**Passage provided**.
=== Begin Enclosure ===

De*-B30 was described by Salamini and colleagues (Soave et al., 1979; Soave and Salamini, 1984) as a dominant mutation that maps on the short arm of chromosome 7, where it was linked with several genes encoding 19-kD α-zein proteins. It was noted that the mutation caused a preferential decrease in the synthesis of 22-kD α-zein proteins, and in double mutants, o2 was epistatic to De*-B30 (Marocco et al., 1991). We did not observe a qualitative reduction in 22-kD α-zeins when the mutation was crossed into W64A (Hunter et al., 2002); consequently, this effect of the mutation may be related to its expression in the B37 inbred background where it was originally described. The observation that o2 is epistatic to De*B30 is perhaps a consequence of involvement of the O2 protein in the transcriptional control of some 19-kD α-zein genes. Partial suppression of 19-kD α-zein gene expression in o2 mutant backgrounds has been observed (Hunter et al., 2002; R. Jung, unpublished data). We measured a marked reduction in α-zein synthesis and an increased accumulation of nonzein proteins in De*-B30, which are consistent with the higher Lys content of this mutant (Balconi et al., 1998; Hunter et al., 2002).

=== End Enclosure ===

**What the exercise asks**. In the passage on the De*-B30 mutation, where on the chromosomes does the mutation map?

**Dataset extract**.
=== Begin Enclosure ===

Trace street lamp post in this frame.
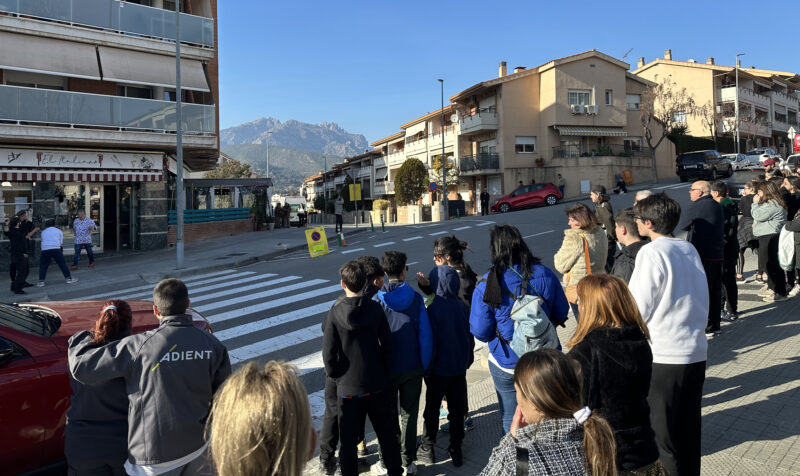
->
[437,79,449,220]
[733,53,744,154]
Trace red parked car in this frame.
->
[0,301,211,474]
[491,182,562,213]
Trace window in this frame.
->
[514,136,536,154]
[567,91,592,106]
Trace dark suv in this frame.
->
[675,150,733,182]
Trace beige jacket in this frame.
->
[553,226,608,285]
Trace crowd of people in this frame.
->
[61,168,800,476]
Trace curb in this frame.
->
[138,228,367,283]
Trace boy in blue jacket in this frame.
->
[419,265,475,467]
[377,251,433,475]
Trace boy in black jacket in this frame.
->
[417,265,475,467]
[322,261,403,476]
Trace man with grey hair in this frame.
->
[633,190,653,205]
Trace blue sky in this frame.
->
[218,0,800,142]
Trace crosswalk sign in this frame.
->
[306,226,328,258]
[350,183,361,201]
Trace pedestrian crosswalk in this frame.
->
[73,269,350,426]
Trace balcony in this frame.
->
[461,106,497,134]
[553,144,650,159]
[0,85,216,134]
[0,0,214,48]
[458,153,500,174]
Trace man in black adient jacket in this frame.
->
[675,180,725,337]
[69,279,231,476]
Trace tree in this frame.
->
[641,75,695,183]
[394,158,428,205]
[205,159,253,178]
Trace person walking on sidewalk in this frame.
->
[333,195,344,233]
[677,180,725,337]
[3,217,28,294]
[628,192,709,476]
[69,279,231,476]
[377,251,433,474]
[37,218,78,288]
[322,261,403,476]
[72,210,97,270]
[418,265,475,468]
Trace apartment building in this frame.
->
[633,49,800,157]
[0,0,219,260]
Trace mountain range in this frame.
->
[220,117,370,192]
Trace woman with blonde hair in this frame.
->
[481,349,616,476]
[568,274,665,476]
[208,361,317,476]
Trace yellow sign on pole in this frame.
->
[306,226,328,258]
[350,183,361,201]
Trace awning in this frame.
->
[98,46,210,91]
[553,126,628,137]
[0,31,100,79]
[406,121,426,137]
[0,169,163,182]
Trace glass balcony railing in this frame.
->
[0,0,214,48]
[0,85,216,134]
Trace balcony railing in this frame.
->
[0,0,214,48]
[0,85,216,134]
[458,153,500,172]
[553,144,650,159]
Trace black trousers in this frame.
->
[758,233,786,295]
[702,259,720,332]
[422,374,468,448]
[339,391,403,476]
[720,249,739,312]
[647,362,706,476]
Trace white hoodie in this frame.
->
[629,237,708,364]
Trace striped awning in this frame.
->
[553,126,628,137]
[0,169,164,182]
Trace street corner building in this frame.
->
[0,0,219,270]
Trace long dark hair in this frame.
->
[94,300,133,344]
[483,225,542,307]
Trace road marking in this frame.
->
[342,248,364,255]
[75,269,242,301]
[228,324,322,364]
[214,300,336,341]
[205,284,342,324]
[191,276,304,302]
[195,279,332,316]
[522,230,555,238]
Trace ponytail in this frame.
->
[93,300,133,344]
[583,413,617,476]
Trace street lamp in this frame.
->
[437,79,449,220]
[733,53,744,154]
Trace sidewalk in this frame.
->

=== End Enclosure ===

**Solution to the problem**. It maps on the short arm of chromosome 7.